[Dataset rows about where things show up]
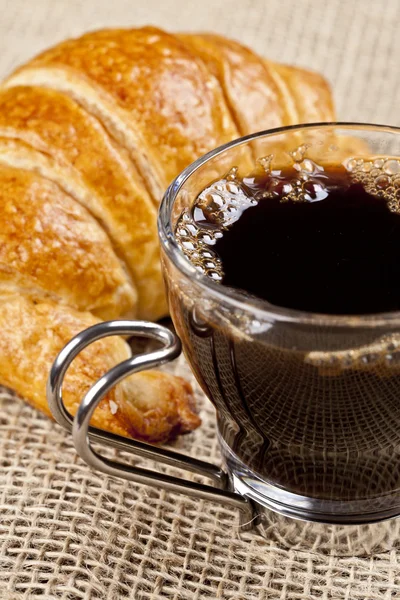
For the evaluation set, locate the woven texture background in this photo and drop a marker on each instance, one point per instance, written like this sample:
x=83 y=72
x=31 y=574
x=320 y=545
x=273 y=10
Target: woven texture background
x=69 y=533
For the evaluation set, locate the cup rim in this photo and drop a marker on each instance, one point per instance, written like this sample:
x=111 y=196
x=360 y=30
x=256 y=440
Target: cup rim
x=261 y=309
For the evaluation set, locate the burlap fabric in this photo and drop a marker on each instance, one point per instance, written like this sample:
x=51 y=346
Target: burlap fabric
x=69 y=533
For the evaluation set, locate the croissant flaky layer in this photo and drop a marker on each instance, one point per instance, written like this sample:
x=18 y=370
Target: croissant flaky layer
x=92 y=132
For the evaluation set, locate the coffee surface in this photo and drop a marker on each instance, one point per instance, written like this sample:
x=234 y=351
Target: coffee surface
x=326 y=243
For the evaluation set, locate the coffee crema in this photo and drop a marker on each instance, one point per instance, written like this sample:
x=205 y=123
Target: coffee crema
x=312 y=238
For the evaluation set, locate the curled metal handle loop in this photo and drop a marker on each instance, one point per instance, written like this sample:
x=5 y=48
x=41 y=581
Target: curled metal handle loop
x=83 y=434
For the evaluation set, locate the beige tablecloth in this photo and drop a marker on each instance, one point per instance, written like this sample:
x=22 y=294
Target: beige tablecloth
x=69 y=533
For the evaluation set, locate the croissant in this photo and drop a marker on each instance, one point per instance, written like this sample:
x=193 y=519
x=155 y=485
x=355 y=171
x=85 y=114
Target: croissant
x=92 y=132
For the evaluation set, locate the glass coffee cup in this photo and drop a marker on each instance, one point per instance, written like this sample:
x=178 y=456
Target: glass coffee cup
x=307 y=403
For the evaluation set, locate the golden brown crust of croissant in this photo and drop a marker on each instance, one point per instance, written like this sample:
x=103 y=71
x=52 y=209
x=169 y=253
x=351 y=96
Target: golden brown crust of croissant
x=91 y=133
x=51 y=244
x=148 y=405
x=73 y=150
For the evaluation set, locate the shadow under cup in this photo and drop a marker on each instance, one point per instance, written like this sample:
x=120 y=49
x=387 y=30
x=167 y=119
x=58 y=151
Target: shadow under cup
x=308 y=405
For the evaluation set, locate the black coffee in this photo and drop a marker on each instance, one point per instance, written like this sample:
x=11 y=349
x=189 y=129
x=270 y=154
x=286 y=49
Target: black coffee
x=311 y=409
x=334 y=250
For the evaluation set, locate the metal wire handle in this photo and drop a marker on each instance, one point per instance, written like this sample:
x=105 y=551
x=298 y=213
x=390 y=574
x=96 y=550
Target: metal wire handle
x=83 y=434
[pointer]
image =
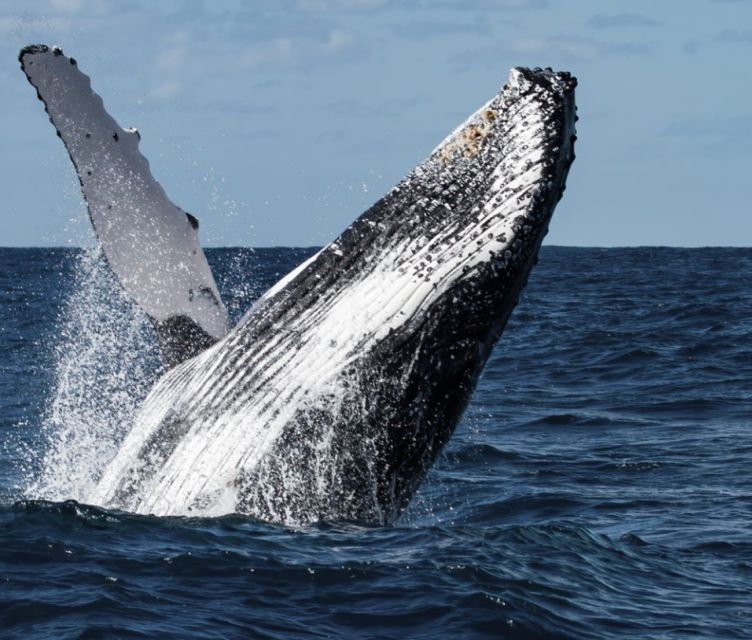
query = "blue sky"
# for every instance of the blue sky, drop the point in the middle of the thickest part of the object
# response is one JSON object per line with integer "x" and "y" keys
{"x": 279, "y": 122}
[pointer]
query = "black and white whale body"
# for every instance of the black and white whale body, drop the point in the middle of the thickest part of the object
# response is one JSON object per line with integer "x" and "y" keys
{"x": 336, "y": 391}
{"x": 150, "y": 244}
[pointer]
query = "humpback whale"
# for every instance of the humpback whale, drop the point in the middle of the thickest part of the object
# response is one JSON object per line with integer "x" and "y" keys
{"x": 336, "y": 391}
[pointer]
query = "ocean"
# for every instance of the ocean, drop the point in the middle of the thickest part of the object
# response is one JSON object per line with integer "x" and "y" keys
{"x": 598, "y": 485}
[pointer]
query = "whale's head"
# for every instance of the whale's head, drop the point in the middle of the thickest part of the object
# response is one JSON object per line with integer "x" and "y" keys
{"x": 406, "y": 305}
{"x": 334, "y": 394}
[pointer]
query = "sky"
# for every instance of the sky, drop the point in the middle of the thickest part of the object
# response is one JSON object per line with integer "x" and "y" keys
{"x": 278, "y": 122}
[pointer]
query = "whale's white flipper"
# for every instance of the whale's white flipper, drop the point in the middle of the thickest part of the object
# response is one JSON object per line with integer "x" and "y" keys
{"x": 150, "y": 243}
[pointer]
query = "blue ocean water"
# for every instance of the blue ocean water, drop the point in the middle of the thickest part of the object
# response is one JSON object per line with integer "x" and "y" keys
{"x": 598, "y": 486}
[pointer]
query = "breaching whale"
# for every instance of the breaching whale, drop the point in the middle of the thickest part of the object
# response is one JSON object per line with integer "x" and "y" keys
{"x": 336, "y": 391}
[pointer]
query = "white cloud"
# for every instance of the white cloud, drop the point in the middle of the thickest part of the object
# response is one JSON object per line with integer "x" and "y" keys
{"x": 70, "y": 6}
{"x": 165, "y": 91}
{"x": 298, "y": 51}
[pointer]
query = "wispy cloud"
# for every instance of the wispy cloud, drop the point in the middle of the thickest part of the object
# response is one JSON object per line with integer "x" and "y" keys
{"x": 493, "y": 5}
{"x": 558, "y": 48}
{"x": 342, "y": 5}
{"x": 619, "y": 20}
{"x": 730, "y": 135}
{"x": 425, "y": 29}
{"x": 733, "y": 36}
{"x": 165, "y": 91}
{"x": 300, "y": 52}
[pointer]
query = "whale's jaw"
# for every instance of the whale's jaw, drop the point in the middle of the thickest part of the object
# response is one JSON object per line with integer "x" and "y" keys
{"x": 336, "y": 392}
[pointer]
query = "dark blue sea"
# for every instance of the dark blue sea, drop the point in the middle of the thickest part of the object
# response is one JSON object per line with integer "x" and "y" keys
{"x": 599, "y": 485}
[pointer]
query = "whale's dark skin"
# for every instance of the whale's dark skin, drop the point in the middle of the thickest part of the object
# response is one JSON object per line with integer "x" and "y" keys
{"x": 333, "y": 396}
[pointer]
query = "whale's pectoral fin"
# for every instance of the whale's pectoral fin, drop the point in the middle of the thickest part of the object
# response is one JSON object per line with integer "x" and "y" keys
{"x": 150, "y": 244}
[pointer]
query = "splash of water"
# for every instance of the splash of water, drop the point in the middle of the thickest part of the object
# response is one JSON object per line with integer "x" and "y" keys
{"x": 106, "y": 363}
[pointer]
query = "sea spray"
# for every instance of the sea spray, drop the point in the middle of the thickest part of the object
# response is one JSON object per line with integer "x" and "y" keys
{"x": 105, "y": 363}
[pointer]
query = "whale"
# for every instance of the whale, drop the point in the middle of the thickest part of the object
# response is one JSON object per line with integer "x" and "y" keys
{"x": 336, "y": 391}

**Aim**
Rewrite every line of the items above as a Markdown table with the columns "Row" and "Line", numbering each row and skipping blank lines. Leave the pictures out of the table.

**Task solution**
| Row | Line |
|---|---|
| 1 | For the evaluation set, locate the woven texture background in this photo and drop a marker on each instance, one point per instance, written like this sample: |
| 2 | x=83 y=72 |
| 3 | x=31 y=574 |
| 4 | x=320 y=545 |
| 5 | x=273 y=10 |
| 6 | Target: woven texture background |
| 7 | x=69 y=533 |
| 8 | For the evaluation set, locate the cup rim in this photo and drop a marker on each instance, one point per instance, written like this sample: |
| 9 | x=111 y=196 |
| 10 | x=360 y=30 |
| 11 | x=256 y=440 |
| 12 | Target: cup rim |
| 13 | x=261 y=309 |
| 14 | For the evaluation set, locate the burlap fabric in this photo and drop a marker on each instance, one point per instance, written like this sample: |
| 15 | x=51 y=346 |
| 16 | Target: burlap fabric |
| 17 | x=69 y=533 |
| 18 | For the evaluation set, locate the croissant flaky layer in this photo and drop a marker on each instance, one point per instance, written like this sample: |
| 19 | x=18 y=370 |
| 20 | Target: croissant flaky layer |
| 21 | x=92 y=132 |
| 22 | For the evaluation set, locate the coffee surface in this photo and drop a marker on each instance, one point per instance, written like this sample: |
| 23 | x=234 y=351 |
| 24 | Target: coffee surface |
| 25 | x=326 y=243 |
| 26 | For the evaluation set, locate the coffee crema in this photo and drop a marker on each instance, one point per instance, written like this sample: |
| 27 | x=205 y=123 |
| 28 | Target: coffee crema |
| 29 | x=312 y=238 |
| 30 | For the evaluation set, locate the curled metal handle loop in this photo and drop a marker on each instance, one point per instance, written like this sample: |
| 31 | x=5 y=48 |
| 32 | x=41 y=581 |
| 33 | Target: curled metal handle loop |
| 34 | x=83 y=434 |
| 35 | For the evaluation set, locate the beige tablecloth in this photo and drop a marker on each instance, one point per instance, written like this sample: |
| 36 | x=22 y=294 |
| 37 | Target: beige tablecloth |
| 38 | x=69 y=533 |
| 39 | For the evaluation set, locate the croissant in this photo and drop a marker on each instance, one point per instance, written like this sample: |
| 40 | x=193 y=519 |
| 41 | x=155 y=485 |
| 42 | x=355 y=171 |
| 43 | x=85 y=114 |
| 44 | Target: croissant |
| 45 | x=92 y=132 |
| 46 | For the evaluation set, locate the glass coffee cup in this photo and drop a marker on each instance, one point per instance, written like this sample: |
| 47 | x=178 y=456 |
| 48 | Target: glass coffee cup |
| 49 | x=307 y=403 |
| 50 | For the evaluation set, locate the golden brown crust of croissant in this photo and drop a marker on each instance, one point per instance, written like this sample: |
| 51 | x=103 y=71 |
| 52 | x=52 y=209 |
| 53 | x=169 y=253 |
| 54 | x=351 y=96 |
| 55 | Target: golden brown crust of croissant |
| 56 | x=91 y=133 |
| 57 | x=51 y=244 |
| 58 | x=148 y=405 |
| 59 | x=73 y=150 |
| 60 | For the evaluation set, locate the shadow under cup in this photo and drop a marker on each instance, one point per instance, written like this sample: |
| 61 | x=120 y=49 |
| 62 | x=387 y=30 |
| 63 | x=167 y=119 |
| 64 | x=58 y=151 |
| 65 | Target: shadow under cup |
| 66 | x=308 y=405 |
| 67 | For the evaluation set, locate the black coffee in this photo and drop a marker on each instance, one point per instance, written like this sample: |
| 68 | x=11 y=349 |
| 69 | x=189 y=129 |
| 70 | x=270 y=154 |
| 71 | x=286 y=49 |
| 72 | Target: black coffee |
| 73 | x=311 y=409 |
| 74 | x=334 y=250 |
| 75 | For the evaluation set, locate the metal wire handle in this photo and drop a marker on each instance, one point per instance, written like this sample: |
| 76 | x=105 y=551 |
| 77 | x=298 y=213 |
| 78 | x=390 y=574 |
| 79 | x=96 y=550 |
| 80 | Target: metal wire handle |
| 81 | x=83 y=434 |
| 82 | [pointer] |
| 83 | image = |
| 84 | query = "blue sky" |
| 85 | # for every instance of the blue sky, drop the point in the middle of the thickest part of the object |
| 86 | # response is one JSON object per line with integer "x" and "y" keys |
| 87 | {"x": 279, "y": 122} |
| 88 | [pointer] |
| 89 | query = "black and white whale body" |
| 90 | # for every instance of the black and white whale body, drop the point in the middle of the thickest part of the object |
| 91 | # response is one JSON object per line with integer "x" and "y" keys |
| 92 | {"x": 336, "y": 391} |
| 93 | {"x": 150, "y": 244} |
| 94 | [pointer] |
| 95 | query = "humpback whale" |
| 96 | # for every instance of the humpback whale, drop the point in the middle of the thickest part of the object |
| 97 | # response is one JSON object per line with integer "x" and "y" keys |
| 98 | {"x": 336, "y": 391} |
| 99 | [pointer] |
| 100 | query = "ocean" |
| 101 | # for every instance of the ocean, drop the point in the middle of the thickest part of the object |
| 102 | # response is one JSON object per line with integer "x" and "y" keys |
| 103 | {"x": 598, "y": 485} |
| 104 | [pointer] |
| 105 | query = "whale's head" |
| 106 | # for every instance of the whale's head, drop the point in the middle of the thickest part of the object |
| 107 | # response is one JSON object per line with integer "x" and "y" keys |
| 108 | {"x": 406, "y": 305} |
| 109 | {"x": 334, "y": 394} |
| 110 | [pointer] |
| 111 | query = "sky" |
| 112 | # for every instance of the sky, drop the point in the middle of the thickest part of the object |
| 113 | # response is one JSON object per line with integer "x" and "y" keys |
| 114 | {"x": 278, "y": 122} |
| 115 | [pointer] |
| 116 | query = "whale's white flipper" |
| 117 | # for every instance of the whale's white flipper, drop the point in the middle of the thickest part of the object |
| 118 | # response is one JSON object per line with integer "x" and "y" keys |
| 119 | {"x": 150, "y": 243} |
| 120 | [pointer] |
| 121 | query = "blue ocean water" |
| 122 | # for every instance of the blue ocean water, drop the point in the middle of the thickest part of the object |
| 123 | # response is one JSON object per line with integer "x" and "y" keys |
| 124 | {"x": 598, "y": 486} |
| 125 | [pointer] |
| 126 | query = "breaching whale" |
| 127 | # for every instance of the breaching whale, drop the point in the middle of the thickest part of the object |
| 128 | # response is one JSON object per line with integer "x" and "y" keys |
| 129 | {"x": 336, "y": 391} |
| 130 | [pointer] |
| 131 | query = "white cloud" |
| 132 | # for every instance of the white cloud, drop the point in the middle of the thickest part of the object |
| 133 | # response is one JSON object per line with integer "x" and "y" keys |
| 134 | {"x": 70, "y": 6} |
| 135 | {"x": 165, "y": 91} |
| 136 | {"x": 298, "y": 51} |
| 137 | [pointer] |
| 138 | query = "wispy cloud" |
| 139 | # for every instance of the wispy cloud, drop the point in the middle of the thickest part of the object |
| 140 | # response is one JSON object per line with integer "x" and "y" keys |
| 141 | {"x": 493, "y": 5} |
| 142 | {"x": 558, "y": 48} |
| 143 | {"x": 342, "y": 5} |
| 144 | {"x": 619, "y": 20} |
| 145 | {"x": 730, "y": 135} |
| 146 | {"x": 425, "y": 29} |
| 147 | {"x": 733, "y": 36} |
| 148 | {"x": 165, "y": 91} |
| 149 | {"x": 300, "y": 52} |
| 150 | [pointer] |
| 151 | query = "whale's jaw" |
| 152 | # for every instance of the whale's jaw, drop the point in the middle of the thickest part of the object |
| 153 | # response is one JSON object per line with integer "x" and "y" keys |
| 154 | {"x": 336, "y": 392} |
| 155 | [pointer] |
| 156 | query = "dark blue sea" |
| 157 | # for every instance of the dark blue sea, drop the point in the middle of the thickest part of the object |
| 158 | # response is one JSON object per line with integer "x" and "y" keys |
| 159 | {"x": 599, "y": 485} |
| 160 | [pointer] |
| 161 | query = "whale's dark skin" |
| 162 | # for every instance of the whale's dark skin, drop the point in the middle of the thickest part of the object |
| 163 | # response is one JSON object per line with integer "x" and "y" keys |
| 164 | {"x": 333, "y": 396} |
| 165 | [pointer] |
| 166 | query = "whale's pectoral fin" |
| 167 | # for every instance of the whale's pectoral fin, drop the point in the middle of the thickest part of the object |
| 168 | # response is one JSON object per line with integer "x" and "y" keys |
| 169 | {"x": 150, "y": 244} |
| 170 | [pointer] |
| 171 | query = "splash of water" |
| 172 | # for every instance of the splash of water, drop the point in the middle of the thickest part of the object |
| 173 | # response is one JSON object per line with integer "x" and "y" keys |
| 174 | {"x": 106, "y": 363} |
| 175 | [pointer] |
| 176 | query = "sea spray" |
| 177 | # for every instance of the sea spray, drop the point in the middle of the thickest part of the object |
| 178 | # response is one JSON object per line with integer "x" and "y" keys |
| 179 | {"x": 105, "y": 363} |
| 180 | [pointer] |
| 181 | query = "whale" |
| 182 | # for every instance of the whale, drop the point in the middle of the thickest part of the object |
| 183 | # response is one JSON object per line with integer "x" and "y" keys |
| 184 | {"x": 336, "y": 391} |